While in both YM and 17X infections the spleen undergoes significant remodeling, it is clear from our data that in 17X infection there is a significant increase in the spleen size, venous pore size, and splenic vein-to-artery diameter ratio (Fig. 3; see also Fig. S3 in the supplemental material). This suggests that there is a significant increase in the overall blood volume that is filtered in the spleen and subsequently collected by the increased venous outflow in 17X infections. This finding, together with the decreased deformability of iRBCs in 17X infection, is consistent with increased retention of iRBCs as a key mechanism by which the spleen functions to control avirulent parasite infections.

Figure S3

Changes in spleen size upon infection. (Upper panel) Selected images of spleens for different postinfection days. (Lower panel) Measurements of spleen length on different postinfection days. Red bar, YM-GFP-infected spleens; blue bar, 17X1.1-GFP-infected spleens. Data are means ± standard errors of the means (n = 5). *, statistically significant (P < 0.05). Download Figure S3, TIF file, 0.4 MB.
Copyright © 2015 Huang et al.

This content is distributed under the terms of the Creative Commons Attribution 4.0 International license .
*****
## Requirement 1:
Using the spleen text, decide whether each statement agrees with it, answering yes or no and quoting the words that decide it: (a) In 17X infection, the splenic vein-to-artery diameter ratio increases. (b) iRBCs in 17X infection are more deformable. (c) In Figure S3, blue bars stand for YM-GFP-infected spleens.
## Requirement 2:
Reproduce the spleen text word for word from "Changes in spleen" up to and including "Huang et al.".
You will not need any of the lines.

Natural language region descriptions
*****
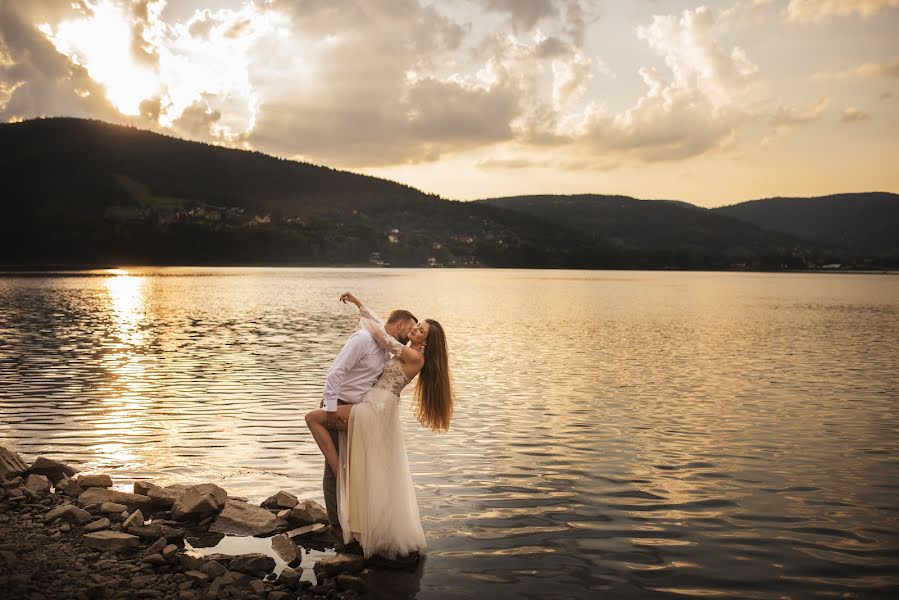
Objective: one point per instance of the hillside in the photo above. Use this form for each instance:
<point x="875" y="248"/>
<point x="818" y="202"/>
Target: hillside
<point x="660" y="232"/>
<point x="861" y="225"/>
<point x="78" y="191"/>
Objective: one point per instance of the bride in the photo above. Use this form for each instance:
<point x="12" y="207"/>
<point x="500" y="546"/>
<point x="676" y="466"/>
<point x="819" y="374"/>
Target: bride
<point x="375" y="496"/>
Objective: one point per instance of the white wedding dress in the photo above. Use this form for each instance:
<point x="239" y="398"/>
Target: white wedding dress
<point x="376" y="500"/>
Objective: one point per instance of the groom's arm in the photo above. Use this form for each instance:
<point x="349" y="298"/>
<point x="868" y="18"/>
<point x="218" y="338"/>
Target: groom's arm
<point x="346" y="360"/>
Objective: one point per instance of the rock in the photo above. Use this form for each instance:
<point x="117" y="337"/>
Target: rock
<point x="134" y="519"/>
<point x="241" y="518"/>
<point x="254" y="564"/>
<point x="111" y="508"/>
<point x="154" y="531"/>
<point x="214" y="569"/>
<point x="11" y="464"/>
<point x="351" y="582"/>
<point x="154" y="559"/>
<point x="54" y="471"/>
<point x="197" y="575"/>
<point x="110" y="541"/>
<point x="156" y="546"/>
<point x="70" y="513"/>
<point x="169" y="551"/>
<point x="38" y="484"/>
<point x="289" y="577"/>
<point x="308" y="530"/>
<point x="308" y="512"/>
<point x="97" y="525"/>
<point x="87" y="481"/>
<point x="339" y="563"/>
<point x="200" y="501"/>
<point x="69" y="487"/>
<point x="285" y="548"/>
<point x="98" y="495"/>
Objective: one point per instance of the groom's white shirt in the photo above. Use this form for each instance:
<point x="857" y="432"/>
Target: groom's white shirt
<point x="355" y="370"/>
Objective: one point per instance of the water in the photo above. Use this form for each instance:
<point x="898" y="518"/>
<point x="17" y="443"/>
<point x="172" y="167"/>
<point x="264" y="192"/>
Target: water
<point x="618" y="434"/>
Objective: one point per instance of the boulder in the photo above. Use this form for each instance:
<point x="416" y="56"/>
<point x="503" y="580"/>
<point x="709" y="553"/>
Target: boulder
<point x="70" y="513"/>
<point x="97" y="525"/>
<point x="99" y="495"/>
<point x="53" y="470"/>
<point x="285" y="548"/>
<point x="100" y="480"/>
<point x="11" y="464"/>
<point x="112" y="508"/>
<point x="254" y="564"/>
<point x="339" y="563"/>
<point x="241" y="518"/>
<point x="39" y="484"/>
<point x="308" y="512"/>
<point x="200" y="501"/>
<point x="134" y="519"/>
<point x="69" y="487"/>
<point x="111" y="541"/>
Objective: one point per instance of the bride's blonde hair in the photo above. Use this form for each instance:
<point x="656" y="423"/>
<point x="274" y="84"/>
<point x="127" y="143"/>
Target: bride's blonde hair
<point x="433" y="392"/>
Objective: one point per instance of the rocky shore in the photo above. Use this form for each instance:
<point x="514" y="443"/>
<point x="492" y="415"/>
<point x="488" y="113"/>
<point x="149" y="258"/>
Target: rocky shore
<point x="70" y="535"/>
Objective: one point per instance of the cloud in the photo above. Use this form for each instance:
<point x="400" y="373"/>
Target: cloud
<point x="814" y="11"/>
<point x="853" y="115"/>
<point x="867" y="70"/>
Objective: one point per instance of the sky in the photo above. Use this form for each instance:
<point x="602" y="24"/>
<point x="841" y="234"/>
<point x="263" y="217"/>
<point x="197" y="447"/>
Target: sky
<point x="711" y="103"/>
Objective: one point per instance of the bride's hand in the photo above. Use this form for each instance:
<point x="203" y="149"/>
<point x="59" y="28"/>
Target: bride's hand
<point x="348" y="297"/>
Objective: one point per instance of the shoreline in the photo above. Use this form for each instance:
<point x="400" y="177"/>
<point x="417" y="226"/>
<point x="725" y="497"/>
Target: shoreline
<point x="69" y="535"/>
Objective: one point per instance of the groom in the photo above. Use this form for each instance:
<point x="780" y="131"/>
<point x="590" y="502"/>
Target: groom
<point x="357" y="366"/>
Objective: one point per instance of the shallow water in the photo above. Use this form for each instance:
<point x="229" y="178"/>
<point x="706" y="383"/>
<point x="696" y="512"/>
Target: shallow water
<point x="617" y="433"/>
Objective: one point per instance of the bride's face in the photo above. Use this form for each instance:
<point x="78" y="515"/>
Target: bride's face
<point x="419" y="333"/>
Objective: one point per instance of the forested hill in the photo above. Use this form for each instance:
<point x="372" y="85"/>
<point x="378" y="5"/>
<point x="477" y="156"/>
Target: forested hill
<point x="81" y="192"/>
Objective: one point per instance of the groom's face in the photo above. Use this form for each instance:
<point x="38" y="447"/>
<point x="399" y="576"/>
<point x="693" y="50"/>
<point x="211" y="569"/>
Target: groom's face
<point x="402" y="333"/>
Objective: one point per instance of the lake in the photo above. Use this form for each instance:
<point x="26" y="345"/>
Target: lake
<point x="617" y="434"/>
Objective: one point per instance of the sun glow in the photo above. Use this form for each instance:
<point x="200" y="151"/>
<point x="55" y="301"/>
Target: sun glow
<point x="101" y="43"/>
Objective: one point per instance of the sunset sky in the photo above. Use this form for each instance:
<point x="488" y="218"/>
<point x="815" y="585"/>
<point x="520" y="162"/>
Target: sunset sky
<point x="712" y="103"/>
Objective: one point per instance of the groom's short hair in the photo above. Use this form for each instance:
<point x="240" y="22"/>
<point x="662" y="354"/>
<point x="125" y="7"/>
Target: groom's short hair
<point x="400" y="315"/>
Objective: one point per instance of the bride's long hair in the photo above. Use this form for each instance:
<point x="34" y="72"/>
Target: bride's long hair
<point x="434" y="392"/>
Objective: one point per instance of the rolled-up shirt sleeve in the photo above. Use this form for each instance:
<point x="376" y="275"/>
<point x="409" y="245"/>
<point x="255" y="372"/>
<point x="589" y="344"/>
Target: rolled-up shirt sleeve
<point x="349" y="355"/>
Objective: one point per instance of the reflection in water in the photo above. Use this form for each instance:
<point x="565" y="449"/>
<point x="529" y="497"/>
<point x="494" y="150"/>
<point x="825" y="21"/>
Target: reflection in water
<point x="620" y="433"/>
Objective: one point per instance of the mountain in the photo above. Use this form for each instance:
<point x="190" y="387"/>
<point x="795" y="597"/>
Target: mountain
<point x="862" y="225"/>
<point x="666" y="232"/>
<point x="87" y="192"/>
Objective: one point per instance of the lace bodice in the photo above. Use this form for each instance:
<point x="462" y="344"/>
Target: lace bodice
<point x="393" y="379"/>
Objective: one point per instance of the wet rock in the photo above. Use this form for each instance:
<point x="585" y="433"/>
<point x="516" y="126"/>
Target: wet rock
<point x="134" y="519"/>
<point x="156" y="546"/>
<point x="286" y="548"/>
<point x="69" y="487"/>
<point x="307" y="531"/>
<point x="289" y="577"/>
<point x="241" y="518"/>
<point x="308" y="512"/>
<point x="11" y="464"/>
<point x="38" y="484"/>
<point x="99" y="495"/>
<point x="97" y="525"/>
<point x="112" y="508"/>
<point x="111" y="541"/>
<point x="70" y="513"/>
<point x="99" y="480"/>
<point x="55" y="471"/>
<point x="154" y="559"/>
<point x="200" y="501"/>
<point x="351" y="582"/>
<point x="154" y="531"/>
<point x="339" y="563"/>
*****
## Written solution 1:
(a) Yes: "in 17X infection there is a significant increase in the spleen size, venous pore size, and splenic vein-to-artery diameter ratio"
(b) No: "the decreased deformability of iRBCs in 17X infection"
(c) No: "Red bar, YM-GFP-infected spleens; blue bar, 17X1.1-GFP-infected spleens"

## Written solution 2:
Changes in spleen size upon infection. (Upper panel) Selected images of spleens for different postinfection days. (Lower panel) Measurements of spleen length on different postinfection days. Red bar, YM-GFP-infected spleens; blue bar, 17X1.1-GFP-infected spleens. Data are means ± standard errors of the means (n = 5). *, statistically significant (P < 0.05). Download Figure S3, TIF file, 0.4 MB.
Copyright © 2015 Huang et al.